→ YOUR ASSIGNMENT
Each line containing the string "tree" should be copied out of the entries.

→ Stored data
▼

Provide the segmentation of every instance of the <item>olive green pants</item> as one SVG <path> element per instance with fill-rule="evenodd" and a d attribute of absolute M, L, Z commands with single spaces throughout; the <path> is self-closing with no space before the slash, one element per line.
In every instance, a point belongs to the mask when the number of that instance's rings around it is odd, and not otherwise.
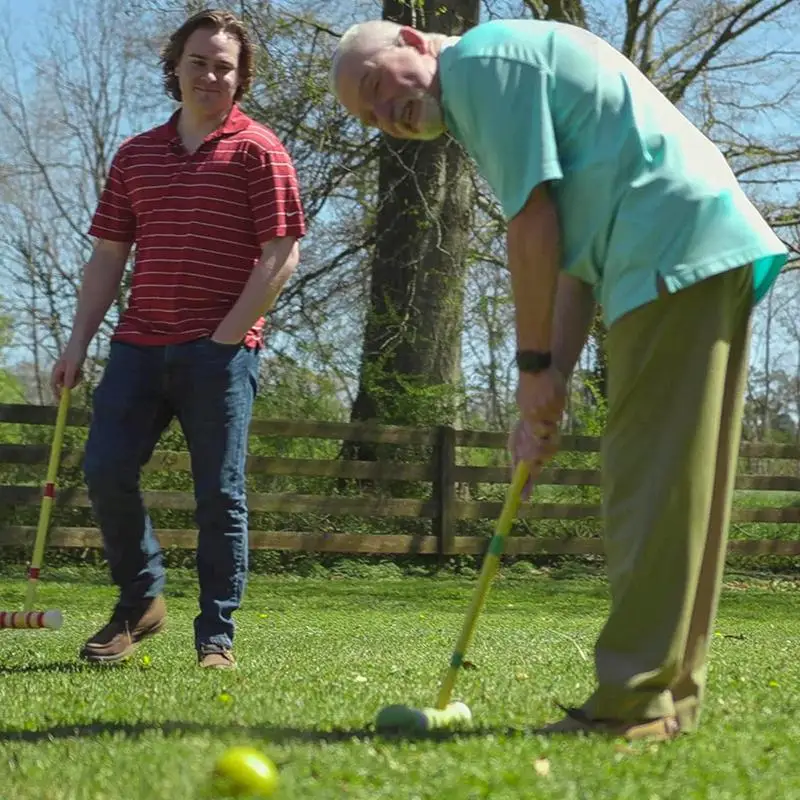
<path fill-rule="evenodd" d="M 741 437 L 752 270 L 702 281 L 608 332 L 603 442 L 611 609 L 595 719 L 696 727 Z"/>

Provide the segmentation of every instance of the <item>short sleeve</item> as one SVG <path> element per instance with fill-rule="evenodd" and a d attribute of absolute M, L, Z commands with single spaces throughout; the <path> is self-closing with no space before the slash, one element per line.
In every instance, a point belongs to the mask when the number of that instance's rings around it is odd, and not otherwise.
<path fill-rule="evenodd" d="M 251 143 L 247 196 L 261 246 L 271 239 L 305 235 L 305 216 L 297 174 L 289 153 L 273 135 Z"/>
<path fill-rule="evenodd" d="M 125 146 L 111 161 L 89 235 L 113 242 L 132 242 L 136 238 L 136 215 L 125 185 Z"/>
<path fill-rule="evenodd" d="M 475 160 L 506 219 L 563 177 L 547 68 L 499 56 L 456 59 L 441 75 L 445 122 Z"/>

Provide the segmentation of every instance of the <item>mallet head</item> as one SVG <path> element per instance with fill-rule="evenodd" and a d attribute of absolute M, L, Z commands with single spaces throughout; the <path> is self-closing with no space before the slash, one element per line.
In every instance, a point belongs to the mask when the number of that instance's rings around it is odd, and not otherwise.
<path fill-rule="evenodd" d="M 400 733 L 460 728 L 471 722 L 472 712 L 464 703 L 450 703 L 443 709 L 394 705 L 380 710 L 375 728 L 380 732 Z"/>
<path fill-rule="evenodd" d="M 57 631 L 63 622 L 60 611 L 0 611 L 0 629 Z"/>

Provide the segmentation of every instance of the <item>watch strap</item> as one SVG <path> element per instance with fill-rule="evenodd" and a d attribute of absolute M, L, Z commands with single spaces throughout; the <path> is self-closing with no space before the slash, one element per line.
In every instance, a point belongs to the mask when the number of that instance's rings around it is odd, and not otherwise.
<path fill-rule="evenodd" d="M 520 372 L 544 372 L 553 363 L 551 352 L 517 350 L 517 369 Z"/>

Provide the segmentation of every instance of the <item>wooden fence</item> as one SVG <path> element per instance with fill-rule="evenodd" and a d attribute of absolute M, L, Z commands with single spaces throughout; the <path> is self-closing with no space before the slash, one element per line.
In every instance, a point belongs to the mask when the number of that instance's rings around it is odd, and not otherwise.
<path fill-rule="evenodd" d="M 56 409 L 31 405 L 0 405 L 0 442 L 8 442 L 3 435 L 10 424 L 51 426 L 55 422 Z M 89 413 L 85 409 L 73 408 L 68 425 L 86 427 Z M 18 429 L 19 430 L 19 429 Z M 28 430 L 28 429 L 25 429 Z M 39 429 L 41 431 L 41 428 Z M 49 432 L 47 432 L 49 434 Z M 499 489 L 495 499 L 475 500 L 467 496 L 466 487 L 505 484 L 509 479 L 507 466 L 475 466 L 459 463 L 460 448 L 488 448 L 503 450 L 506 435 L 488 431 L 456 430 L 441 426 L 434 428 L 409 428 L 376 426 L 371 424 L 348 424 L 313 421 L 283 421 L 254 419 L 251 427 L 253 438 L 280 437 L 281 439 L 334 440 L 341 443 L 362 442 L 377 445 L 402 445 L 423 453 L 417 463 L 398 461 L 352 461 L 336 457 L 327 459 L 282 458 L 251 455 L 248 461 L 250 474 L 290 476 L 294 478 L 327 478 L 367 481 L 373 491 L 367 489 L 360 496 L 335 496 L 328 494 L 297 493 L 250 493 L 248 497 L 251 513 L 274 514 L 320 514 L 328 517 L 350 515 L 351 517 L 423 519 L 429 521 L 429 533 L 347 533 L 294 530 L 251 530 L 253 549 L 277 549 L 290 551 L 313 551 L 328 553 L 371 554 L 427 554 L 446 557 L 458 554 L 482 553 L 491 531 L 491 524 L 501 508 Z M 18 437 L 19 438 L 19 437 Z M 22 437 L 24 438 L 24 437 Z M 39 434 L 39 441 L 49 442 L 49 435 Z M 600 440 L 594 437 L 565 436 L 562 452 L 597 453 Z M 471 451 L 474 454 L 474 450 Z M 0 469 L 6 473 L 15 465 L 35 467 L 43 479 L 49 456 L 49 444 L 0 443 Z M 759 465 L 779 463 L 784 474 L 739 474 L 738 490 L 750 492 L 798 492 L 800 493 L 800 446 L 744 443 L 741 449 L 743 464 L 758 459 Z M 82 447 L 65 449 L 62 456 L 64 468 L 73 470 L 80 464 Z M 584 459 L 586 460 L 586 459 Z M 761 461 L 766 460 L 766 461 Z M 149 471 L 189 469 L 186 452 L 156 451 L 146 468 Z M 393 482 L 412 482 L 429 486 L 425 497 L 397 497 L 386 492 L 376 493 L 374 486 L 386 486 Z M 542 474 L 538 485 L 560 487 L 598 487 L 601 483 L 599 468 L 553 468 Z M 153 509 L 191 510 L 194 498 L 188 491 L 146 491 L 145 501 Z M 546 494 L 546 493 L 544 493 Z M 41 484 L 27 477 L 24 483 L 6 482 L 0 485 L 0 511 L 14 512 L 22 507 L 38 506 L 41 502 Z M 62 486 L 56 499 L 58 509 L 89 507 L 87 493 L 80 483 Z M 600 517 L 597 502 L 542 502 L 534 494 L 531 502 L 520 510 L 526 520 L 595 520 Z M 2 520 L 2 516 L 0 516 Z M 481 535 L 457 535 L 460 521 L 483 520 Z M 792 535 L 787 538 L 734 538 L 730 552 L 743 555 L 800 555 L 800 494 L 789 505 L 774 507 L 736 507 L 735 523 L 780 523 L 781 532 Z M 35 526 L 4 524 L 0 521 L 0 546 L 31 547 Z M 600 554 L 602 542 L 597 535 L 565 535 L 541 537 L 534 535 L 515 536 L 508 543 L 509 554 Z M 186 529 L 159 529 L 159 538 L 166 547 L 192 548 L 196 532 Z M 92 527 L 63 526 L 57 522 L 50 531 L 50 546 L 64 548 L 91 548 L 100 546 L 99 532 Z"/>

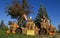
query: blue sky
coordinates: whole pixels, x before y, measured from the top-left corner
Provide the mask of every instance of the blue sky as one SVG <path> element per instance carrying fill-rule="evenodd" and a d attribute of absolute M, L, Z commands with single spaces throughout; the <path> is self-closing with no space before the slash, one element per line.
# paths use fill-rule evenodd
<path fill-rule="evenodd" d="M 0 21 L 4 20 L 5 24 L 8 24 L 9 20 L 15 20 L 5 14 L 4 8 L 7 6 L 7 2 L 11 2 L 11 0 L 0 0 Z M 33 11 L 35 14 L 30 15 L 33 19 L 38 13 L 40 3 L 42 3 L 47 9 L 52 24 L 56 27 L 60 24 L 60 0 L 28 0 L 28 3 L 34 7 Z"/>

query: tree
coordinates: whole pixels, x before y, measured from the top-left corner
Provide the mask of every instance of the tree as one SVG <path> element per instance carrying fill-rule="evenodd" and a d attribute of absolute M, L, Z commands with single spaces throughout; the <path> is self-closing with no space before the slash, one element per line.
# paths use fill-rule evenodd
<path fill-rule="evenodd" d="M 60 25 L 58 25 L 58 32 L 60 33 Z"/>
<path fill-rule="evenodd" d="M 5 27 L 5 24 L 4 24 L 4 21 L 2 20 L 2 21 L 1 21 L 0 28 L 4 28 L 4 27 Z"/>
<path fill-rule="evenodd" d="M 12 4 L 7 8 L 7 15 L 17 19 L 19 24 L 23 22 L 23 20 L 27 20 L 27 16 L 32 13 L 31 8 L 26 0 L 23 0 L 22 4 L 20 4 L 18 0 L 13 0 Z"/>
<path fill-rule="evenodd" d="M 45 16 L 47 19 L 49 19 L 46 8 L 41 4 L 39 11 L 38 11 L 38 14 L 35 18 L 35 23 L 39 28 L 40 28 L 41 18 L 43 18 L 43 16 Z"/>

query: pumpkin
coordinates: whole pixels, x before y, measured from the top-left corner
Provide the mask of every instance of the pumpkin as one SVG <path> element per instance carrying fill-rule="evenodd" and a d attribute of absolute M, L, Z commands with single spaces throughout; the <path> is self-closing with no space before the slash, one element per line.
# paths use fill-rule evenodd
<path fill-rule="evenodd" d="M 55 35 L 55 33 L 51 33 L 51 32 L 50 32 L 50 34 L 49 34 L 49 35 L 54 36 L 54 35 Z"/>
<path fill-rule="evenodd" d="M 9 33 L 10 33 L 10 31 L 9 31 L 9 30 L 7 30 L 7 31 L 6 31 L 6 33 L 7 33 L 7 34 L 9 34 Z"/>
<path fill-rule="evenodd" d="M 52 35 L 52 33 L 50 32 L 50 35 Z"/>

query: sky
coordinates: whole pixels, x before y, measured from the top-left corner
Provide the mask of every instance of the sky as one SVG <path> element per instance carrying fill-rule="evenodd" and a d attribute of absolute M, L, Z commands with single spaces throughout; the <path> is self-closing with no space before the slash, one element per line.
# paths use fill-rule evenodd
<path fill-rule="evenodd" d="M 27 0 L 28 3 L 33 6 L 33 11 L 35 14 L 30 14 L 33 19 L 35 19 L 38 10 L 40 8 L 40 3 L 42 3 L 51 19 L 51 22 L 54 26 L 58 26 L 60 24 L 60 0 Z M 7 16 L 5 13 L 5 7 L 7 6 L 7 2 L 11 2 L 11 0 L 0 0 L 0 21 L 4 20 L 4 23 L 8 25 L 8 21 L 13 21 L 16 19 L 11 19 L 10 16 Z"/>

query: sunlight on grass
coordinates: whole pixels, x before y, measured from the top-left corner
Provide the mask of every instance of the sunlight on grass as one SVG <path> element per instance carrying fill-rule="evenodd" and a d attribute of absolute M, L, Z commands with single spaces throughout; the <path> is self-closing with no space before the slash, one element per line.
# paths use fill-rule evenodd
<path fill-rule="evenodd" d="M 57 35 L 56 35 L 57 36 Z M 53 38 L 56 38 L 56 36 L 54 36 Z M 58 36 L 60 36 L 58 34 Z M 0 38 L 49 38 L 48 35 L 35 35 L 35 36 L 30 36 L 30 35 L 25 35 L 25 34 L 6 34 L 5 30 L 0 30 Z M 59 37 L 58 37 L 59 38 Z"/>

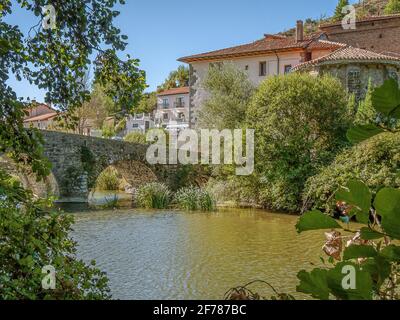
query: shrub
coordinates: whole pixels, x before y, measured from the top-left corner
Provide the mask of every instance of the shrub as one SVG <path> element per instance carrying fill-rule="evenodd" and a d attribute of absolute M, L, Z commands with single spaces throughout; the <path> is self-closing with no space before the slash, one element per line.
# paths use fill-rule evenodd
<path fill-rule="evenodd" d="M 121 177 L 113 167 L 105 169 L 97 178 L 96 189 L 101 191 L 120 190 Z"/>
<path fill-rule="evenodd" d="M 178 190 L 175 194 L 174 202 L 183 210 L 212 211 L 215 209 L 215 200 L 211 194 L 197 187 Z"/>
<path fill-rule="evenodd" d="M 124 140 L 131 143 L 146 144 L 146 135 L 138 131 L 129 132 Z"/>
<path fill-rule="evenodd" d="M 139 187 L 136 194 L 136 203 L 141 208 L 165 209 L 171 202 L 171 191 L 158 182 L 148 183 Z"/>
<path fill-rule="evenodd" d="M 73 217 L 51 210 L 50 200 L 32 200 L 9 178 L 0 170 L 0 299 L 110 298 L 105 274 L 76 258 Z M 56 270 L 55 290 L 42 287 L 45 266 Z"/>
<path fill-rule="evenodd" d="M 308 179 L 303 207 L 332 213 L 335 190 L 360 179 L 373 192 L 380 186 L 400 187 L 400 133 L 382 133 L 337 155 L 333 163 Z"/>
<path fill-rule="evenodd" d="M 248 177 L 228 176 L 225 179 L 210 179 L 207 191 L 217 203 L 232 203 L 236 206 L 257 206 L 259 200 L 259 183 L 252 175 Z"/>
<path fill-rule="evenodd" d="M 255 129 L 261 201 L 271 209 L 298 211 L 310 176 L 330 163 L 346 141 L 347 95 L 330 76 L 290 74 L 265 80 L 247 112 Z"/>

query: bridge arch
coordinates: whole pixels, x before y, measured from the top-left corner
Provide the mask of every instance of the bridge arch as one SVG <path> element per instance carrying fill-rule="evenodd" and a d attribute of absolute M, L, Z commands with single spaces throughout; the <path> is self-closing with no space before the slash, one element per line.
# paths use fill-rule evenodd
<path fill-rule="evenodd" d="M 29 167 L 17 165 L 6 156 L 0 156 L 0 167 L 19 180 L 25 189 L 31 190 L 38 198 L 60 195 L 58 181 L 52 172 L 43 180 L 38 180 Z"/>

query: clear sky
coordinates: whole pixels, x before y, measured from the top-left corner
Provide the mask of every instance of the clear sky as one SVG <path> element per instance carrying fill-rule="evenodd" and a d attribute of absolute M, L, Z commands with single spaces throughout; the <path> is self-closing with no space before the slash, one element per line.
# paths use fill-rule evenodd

▲

→ RESPONSE AREA
query: tree
Provide the mask of every instance of the tree as one SVG <path> element per instance carrying fill-rule="evenodd" and a d attribute of absolute M, L, Z commands with single spaces throughout; the <path> is self-closing with no space before the slash, one element per line.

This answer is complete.